## Written request 1
Answer these from the album reissue text:
(a) How many pages does the booklet packaged with the LP have?
(b) In what year did the band release Drawing Down The Moon?
(c) On which label did the previous edition come out?

## Document passage
This recent Nuclear War Now "30th Anniversary Edition" reissue features the original album on CD, cassette and deluxe 180-gram LP. The reissue features improved cover art clarity (sourcing the original NASA photo used for the initial release), along with extensive new liner notes and album history written by J. Campbell and rare photos (for the CD and LP edition (these are not included in the cassette format). The LP is presented in a (very) heavyweight case-wrapped jacket with leather-like texturing, and a 12"-size forty-four page booklet. It's massive, an an essential piece of early avant-garde Finnish black metal at its most fearless and adventurous.

My original review of the previous edition on Candlelight, revised and updated:

The earlier Beherit recordings were insanely chaotic and primitive blurts of blackened death metal that bore a somewhat similar bestial vibe as the fucked-up Brazilian scumthrash of bands like Sarcafago, Vulcano and Sextrash, but when 1993 rolled around and these Finns dropped their first full-blown full length Drawing Down The Moon, it was serious what the fuck time. The band's sound had gotten MUCH weirder for this album, though at first you wouldn't notice anything different from their early recordings...

## Written request 2
Count the lines in the rows below that contain the string "step". Case counts, and reply with the number only.

## Input material

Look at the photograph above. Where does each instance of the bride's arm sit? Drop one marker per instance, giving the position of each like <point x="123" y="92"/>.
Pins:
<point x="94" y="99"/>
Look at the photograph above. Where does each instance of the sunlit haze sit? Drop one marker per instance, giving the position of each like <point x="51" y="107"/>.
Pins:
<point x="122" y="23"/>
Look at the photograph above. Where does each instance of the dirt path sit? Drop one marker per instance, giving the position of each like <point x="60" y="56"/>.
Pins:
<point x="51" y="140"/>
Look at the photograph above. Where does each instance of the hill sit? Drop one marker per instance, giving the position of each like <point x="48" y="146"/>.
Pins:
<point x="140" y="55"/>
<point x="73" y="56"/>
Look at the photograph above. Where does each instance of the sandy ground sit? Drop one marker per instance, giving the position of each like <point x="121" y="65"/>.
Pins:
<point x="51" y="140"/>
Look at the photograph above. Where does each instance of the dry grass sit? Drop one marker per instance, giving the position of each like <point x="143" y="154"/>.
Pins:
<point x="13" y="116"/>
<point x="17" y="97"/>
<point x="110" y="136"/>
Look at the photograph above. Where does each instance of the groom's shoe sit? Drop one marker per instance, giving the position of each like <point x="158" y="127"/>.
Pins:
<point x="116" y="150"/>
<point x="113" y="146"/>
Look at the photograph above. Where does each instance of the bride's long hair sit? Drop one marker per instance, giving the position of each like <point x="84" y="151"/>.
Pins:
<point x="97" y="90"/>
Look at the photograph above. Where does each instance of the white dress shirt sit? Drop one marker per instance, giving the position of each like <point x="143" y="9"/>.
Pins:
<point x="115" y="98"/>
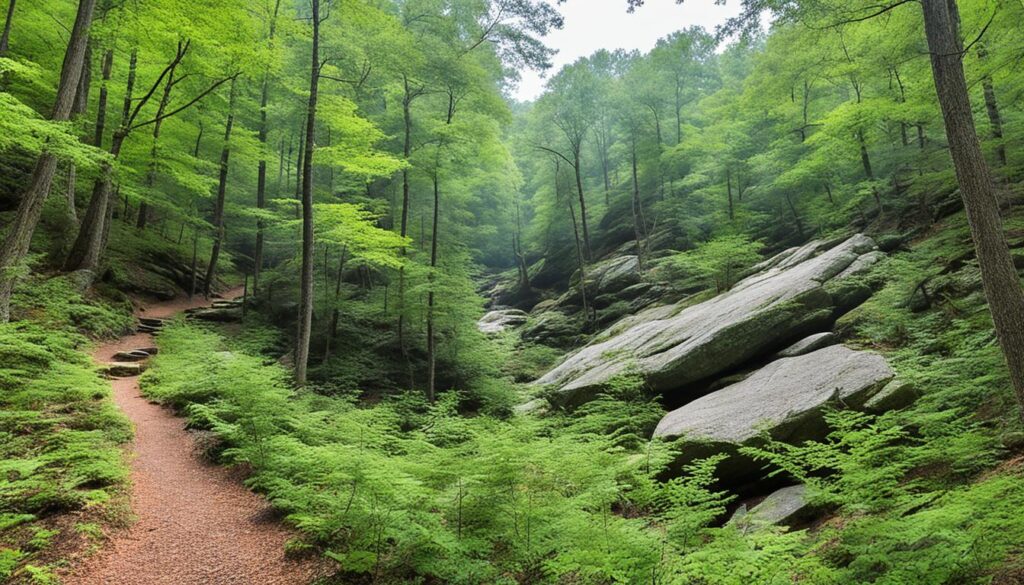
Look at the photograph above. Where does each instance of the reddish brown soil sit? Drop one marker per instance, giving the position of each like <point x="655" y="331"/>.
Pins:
<point x="197" y="525"/>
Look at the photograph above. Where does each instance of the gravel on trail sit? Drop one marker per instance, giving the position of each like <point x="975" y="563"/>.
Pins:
<point x="195" y="523"/>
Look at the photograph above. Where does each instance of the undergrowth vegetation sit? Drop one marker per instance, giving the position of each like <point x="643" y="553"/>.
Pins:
<point x="401" y="491"/>
<point x="60" y="434"/>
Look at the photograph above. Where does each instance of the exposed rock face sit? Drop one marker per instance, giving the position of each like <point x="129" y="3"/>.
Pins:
<point x="614" y="275"/>
<point x="673" y="347"/>
<point x="808" y="344"/>
<point x="781" y="507"/>
<point x="784" y="399"/>
<point x="498" y="321"/>
<point x="218" y="315"/>
<point x="894" y="395"/>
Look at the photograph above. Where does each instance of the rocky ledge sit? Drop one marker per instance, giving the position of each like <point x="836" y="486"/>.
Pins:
<point x="675" y="346"/>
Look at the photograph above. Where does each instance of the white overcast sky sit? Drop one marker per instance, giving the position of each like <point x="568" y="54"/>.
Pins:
<point x="592" y="25"/>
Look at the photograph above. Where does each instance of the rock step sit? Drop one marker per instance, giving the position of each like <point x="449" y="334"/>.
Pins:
<point x="216" y="314"/>
<point x="118" y="370"/>
<point x="226" y="303"/>
<point x="782" y="507"/>
<point x="131" y="356"/>
<point x="784" y="399"/>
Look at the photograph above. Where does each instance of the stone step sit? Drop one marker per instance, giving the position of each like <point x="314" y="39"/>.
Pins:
<point x="131" y="356"/>
<point x="120" y="370"/>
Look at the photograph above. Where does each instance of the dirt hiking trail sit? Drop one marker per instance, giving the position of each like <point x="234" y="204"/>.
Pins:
<point x="196" y="523"/>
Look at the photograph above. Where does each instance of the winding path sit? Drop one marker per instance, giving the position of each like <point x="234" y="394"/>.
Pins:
<point x="197" y="525"/>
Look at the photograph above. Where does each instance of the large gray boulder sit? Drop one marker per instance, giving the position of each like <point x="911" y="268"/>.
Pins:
<point x="676" y="346"/>
<point x="781" y="507"/>
<point x="497" y="321"/>
<point x="615" y="274"/>
<point x="808" y="344"/>
<point x="784" y="399"/>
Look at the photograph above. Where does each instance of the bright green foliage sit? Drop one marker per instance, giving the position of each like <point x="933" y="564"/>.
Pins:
<point x="404" y="489"/>
<point x="60" y="433"/>
<point x="721" y="260"/>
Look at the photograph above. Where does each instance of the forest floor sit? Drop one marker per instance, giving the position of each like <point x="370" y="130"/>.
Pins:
<point x="195" y="521"/>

## Complete answer 1
(a) Forty-four pages.
(b) 1993.
(c) Candlelight.

## Complete answer 2
2